╔══

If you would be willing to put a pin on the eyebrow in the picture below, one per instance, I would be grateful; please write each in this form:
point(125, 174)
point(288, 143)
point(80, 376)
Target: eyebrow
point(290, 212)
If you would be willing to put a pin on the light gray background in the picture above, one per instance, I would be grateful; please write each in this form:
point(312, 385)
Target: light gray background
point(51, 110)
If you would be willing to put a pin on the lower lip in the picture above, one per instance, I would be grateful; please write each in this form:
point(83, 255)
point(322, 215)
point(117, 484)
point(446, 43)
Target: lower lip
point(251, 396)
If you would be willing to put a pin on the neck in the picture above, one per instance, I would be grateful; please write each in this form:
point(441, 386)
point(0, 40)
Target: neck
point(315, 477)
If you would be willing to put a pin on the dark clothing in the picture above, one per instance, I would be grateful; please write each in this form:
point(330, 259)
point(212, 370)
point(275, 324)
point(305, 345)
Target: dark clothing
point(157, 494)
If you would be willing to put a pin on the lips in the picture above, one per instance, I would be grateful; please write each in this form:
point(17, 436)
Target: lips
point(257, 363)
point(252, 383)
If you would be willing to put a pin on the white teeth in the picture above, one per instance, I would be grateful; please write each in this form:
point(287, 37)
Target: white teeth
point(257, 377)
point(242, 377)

╚══
╔══

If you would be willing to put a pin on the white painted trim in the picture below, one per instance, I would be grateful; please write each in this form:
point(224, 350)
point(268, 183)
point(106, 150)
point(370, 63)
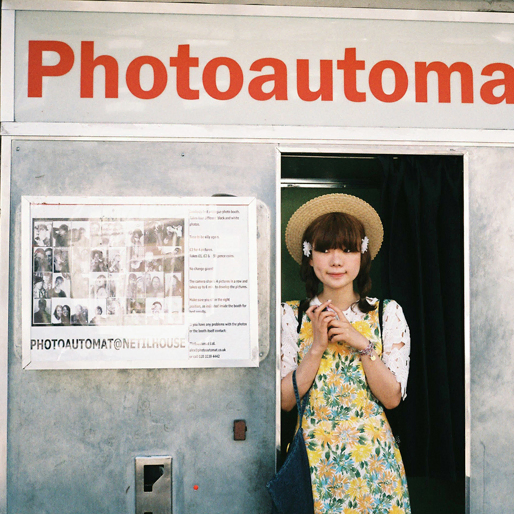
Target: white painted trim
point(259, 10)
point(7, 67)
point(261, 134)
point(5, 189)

╚══
╔══

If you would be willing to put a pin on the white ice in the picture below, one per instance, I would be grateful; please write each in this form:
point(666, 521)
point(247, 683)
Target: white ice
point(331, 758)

╚══

◆ **Objective**: Switch "pin" to "marker" in the records, beginning at the line that has "the white ice" and stopping after the line that has "point(331, 758)", and give only those lines again with nothing else changed.

◆ **Answer to the problem**:
If you would be willing to put a marker on the white ice in the picture below, one per instance, I would be grateful; please write each in this form:
point(666, 521)
point(247, 683)
Target: white ice
point(331, 758)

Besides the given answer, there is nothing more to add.